>> start SELECTED TEXT

Most of the principles of law which are to be applied to these facts, and to determine the relative rights of the servant injured and the master, are settled in this State, and must be conceded.

A master is not liable to those in his employ for injuries resulting from the negligence, carelessness or misconduct of a fellow-servant engaged in the same general business. Nor is the liability of the master enlarged when the servant who has sustained an injury is of a grade of the service inferior to that of the servant or agent whose negligence, carelessness or misconduct has caused the injury, if the services of each, in his particular labor, are directed to the same general end. And though the inferior in grade is subject to the control and directions of the superior whose act or omission has caused the injury, the rule is the same. Nor is it necessary, to exempt the master from liability, that the sufferer and the one who causes the injury should be at the time engaged in the same particular work. If they are in the employment of the same master, engaged in the same common work and performing duties and services for the same general purposes, the master is not liable.

>> end SELECTED TEXT
>> start DATA FOR PROCESSING

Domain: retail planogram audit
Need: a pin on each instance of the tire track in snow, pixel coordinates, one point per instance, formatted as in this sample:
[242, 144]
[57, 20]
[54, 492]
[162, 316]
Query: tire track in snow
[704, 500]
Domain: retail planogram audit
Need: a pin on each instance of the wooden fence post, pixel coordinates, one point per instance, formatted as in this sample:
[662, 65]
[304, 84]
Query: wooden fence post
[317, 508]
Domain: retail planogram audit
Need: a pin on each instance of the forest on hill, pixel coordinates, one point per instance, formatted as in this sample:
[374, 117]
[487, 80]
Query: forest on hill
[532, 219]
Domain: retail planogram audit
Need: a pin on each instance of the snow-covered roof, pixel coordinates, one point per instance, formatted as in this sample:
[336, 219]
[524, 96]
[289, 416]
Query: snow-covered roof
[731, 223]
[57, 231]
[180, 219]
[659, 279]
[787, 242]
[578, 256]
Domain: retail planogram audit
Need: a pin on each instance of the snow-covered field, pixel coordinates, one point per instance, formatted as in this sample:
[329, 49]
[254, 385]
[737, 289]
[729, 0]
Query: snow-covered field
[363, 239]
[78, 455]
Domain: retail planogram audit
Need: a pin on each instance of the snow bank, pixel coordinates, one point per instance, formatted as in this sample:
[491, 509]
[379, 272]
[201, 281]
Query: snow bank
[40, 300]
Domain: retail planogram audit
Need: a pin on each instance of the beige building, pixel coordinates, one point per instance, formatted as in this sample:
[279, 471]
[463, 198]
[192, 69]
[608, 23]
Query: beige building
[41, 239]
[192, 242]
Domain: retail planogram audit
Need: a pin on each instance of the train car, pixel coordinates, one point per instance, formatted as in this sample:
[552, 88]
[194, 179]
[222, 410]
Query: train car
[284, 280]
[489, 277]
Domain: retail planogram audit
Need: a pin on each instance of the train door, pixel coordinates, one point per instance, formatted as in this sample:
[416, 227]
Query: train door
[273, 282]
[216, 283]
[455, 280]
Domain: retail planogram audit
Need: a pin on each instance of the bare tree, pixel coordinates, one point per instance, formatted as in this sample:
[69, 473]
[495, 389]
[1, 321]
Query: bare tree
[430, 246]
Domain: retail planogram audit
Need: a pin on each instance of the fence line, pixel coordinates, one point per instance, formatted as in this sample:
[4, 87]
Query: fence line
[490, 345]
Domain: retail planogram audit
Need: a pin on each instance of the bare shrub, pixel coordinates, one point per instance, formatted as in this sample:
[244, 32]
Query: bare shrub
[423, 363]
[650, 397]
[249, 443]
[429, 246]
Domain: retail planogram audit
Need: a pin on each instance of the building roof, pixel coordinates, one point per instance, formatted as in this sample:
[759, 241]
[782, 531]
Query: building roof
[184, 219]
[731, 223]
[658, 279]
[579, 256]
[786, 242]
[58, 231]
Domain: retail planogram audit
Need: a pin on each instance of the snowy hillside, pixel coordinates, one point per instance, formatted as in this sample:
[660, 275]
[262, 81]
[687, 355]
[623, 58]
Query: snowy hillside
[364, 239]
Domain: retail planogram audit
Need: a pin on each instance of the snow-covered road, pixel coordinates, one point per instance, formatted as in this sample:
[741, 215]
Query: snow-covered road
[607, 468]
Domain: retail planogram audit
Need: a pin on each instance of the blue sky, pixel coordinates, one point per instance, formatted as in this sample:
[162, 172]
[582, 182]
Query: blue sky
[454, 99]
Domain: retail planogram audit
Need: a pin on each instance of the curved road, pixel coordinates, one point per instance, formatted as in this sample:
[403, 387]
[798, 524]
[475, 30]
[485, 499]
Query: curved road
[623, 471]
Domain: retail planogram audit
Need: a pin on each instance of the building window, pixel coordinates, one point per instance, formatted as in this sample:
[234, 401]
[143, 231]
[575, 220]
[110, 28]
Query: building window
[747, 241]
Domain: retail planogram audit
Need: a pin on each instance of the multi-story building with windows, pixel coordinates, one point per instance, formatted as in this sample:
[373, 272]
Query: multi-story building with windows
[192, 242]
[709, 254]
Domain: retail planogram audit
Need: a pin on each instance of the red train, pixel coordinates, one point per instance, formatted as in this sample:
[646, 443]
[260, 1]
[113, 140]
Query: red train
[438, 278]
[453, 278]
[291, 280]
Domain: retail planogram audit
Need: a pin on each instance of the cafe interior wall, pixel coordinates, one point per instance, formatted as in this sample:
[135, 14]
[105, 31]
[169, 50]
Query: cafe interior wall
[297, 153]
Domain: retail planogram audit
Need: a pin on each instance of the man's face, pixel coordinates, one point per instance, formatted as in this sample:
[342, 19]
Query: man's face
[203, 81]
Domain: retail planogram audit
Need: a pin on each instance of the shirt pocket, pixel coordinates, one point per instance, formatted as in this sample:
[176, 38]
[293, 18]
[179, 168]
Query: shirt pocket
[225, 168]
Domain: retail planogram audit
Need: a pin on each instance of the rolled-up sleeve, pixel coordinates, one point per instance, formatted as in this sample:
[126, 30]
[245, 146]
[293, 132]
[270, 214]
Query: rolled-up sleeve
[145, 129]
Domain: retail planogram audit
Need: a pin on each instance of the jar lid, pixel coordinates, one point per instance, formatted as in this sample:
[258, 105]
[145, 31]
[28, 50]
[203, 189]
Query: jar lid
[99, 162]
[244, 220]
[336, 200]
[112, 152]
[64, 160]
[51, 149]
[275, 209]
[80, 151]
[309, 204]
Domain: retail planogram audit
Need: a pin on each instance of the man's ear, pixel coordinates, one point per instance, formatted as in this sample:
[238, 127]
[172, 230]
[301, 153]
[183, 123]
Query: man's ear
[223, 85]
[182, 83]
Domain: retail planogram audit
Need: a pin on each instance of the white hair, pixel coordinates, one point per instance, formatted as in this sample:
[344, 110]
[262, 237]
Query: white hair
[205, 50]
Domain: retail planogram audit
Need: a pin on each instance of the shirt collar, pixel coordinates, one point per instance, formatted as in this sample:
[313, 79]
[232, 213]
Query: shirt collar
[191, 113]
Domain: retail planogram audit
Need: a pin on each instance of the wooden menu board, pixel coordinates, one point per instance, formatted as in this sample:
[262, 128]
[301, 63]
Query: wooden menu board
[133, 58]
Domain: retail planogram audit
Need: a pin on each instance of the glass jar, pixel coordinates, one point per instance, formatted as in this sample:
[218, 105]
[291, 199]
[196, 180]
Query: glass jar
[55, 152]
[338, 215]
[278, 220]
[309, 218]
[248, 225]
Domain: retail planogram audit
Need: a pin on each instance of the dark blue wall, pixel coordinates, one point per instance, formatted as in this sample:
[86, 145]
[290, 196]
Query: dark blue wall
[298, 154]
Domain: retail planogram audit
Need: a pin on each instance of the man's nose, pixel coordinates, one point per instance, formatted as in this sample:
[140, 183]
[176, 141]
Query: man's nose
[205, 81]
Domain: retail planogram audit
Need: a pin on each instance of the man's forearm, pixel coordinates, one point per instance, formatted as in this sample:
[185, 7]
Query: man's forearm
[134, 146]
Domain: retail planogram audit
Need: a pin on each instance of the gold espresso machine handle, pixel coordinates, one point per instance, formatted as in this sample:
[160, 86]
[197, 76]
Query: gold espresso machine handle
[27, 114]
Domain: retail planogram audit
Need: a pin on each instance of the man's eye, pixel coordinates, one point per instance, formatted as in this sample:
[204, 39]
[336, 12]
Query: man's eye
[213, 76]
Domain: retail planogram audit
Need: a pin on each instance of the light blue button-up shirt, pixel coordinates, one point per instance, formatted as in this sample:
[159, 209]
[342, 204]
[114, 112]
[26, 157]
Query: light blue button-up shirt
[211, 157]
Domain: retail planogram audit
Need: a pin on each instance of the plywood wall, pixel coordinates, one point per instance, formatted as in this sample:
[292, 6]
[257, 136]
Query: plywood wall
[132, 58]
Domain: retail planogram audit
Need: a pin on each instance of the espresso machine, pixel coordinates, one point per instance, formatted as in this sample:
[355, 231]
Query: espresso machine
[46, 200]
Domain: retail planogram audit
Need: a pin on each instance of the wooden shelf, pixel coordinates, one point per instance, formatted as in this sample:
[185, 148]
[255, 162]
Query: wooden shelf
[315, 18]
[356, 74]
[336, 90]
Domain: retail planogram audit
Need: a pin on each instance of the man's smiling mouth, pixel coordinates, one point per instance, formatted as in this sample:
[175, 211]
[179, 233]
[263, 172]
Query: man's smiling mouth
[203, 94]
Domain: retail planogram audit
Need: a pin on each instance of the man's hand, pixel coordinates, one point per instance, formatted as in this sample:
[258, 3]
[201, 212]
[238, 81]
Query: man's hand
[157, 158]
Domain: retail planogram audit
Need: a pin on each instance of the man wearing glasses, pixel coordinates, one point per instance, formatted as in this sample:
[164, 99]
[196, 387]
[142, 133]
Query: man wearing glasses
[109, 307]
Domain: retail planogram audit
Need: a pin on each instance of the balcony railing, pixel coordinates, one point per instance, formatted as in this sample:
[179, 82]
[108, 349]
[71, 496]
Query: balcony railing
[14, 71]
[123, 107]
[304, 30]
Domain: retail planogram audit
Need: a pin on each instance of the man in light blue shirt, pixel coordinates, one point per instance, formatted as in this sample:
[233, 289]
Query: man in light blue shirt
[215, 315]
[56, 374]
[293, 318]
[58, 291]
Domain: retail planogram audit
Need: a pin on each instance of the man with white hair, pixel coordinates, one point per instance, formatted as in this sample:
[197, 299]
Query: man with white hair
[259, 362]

>> end DATA FOR PROCESSING
>> start DATA FOR PROCESSING

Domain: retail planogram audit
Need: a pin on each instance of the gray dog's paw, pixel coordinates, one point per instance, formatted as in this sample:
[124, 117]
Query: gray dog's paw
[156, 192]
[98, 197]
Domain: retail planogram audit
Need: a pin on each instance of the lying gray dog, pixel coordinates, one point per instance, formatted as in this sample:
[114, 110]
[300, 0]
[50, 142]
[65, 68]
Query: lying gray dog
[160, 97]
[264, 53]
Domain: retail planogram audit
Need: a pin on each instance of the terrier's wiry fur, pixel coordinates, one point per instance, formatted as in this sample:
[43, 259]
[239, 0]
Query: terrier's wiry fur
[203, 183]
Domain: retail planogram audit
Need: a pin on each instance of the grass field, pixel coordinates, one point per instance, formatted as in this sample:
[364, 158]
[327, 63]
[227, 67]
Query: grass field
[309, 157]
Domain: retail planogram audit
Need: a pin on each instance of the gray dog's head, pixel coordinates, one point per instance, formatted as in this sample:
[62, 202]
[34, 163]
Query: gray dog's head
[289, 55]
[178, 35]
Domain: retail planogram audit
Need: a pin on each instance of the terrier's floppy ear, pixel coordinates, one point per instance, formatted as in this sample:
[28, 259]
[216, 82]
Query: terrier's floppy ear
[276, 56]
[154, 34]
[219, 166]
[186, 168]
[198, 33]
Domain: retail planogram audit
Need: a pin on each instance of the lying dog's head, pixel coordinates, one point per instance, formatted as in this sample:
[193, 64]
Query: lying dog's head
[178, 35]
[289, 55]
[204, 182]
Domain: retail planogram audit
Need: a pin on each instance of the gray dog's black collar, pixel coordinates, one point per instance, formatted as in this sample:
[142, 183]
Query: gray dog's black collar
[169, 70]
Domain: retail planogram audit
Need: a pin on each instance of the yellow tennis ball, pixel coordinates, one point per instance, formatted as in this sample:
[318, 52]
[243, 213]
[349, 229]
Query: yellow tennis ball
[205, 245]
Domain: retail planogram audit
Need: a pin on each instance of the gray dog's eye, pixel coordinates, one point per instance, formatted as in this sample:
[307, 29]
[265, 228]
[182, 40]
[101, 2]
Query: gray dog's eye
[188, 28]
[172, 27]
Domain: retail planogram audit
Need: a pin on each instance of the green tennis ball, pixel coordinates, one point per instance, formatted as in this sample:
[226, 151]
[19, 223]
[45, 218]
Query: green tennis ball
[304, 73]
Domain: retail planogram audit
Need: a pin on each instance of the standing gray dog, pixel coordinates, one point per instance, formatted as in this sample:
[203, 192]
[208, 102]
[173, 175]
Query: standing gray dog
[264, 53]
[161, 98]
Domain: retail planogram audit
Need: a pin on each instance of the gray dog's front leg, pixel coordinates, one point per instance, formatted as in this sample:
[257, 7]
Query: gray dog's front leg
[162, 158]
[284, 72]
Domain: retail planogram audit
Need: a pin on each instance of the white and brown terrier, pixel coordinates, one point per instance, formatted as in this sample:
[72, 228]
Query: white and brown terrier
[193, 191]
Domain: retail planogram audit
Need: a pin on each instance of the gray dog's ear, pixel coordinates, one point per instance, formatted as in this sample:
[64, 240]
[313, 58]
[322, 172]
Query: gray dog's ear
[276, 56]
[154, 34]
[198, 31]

>> end DATA FOR PROCESSING

EXERCISE TASKS:
a - Report only the number of lines in the entries that contain the string "green", treating uppercase and lowercase as different.
b - Pick up the passage on a master's liability for injuries between fellow servants and continue it after its final sentence.
The entries bear no relation to the passage on a master's liability for injuries between fellow servants.

EXPECTED RESULTS:
a - 2

b -
These rules seem to have been laid down with care, after due consideration, to be sustained by reason, to have been assented to by more than a bare majority of this court, in at least two instances, at some interval of time, and should be adhered to in any case the facts of which bring it within the purview of them. (See Wright v. N. Y. C. R. R., 25 N. Y., 562; Warner v. Erie Railway, 39 N. Y., 468; and the cases cited in them.)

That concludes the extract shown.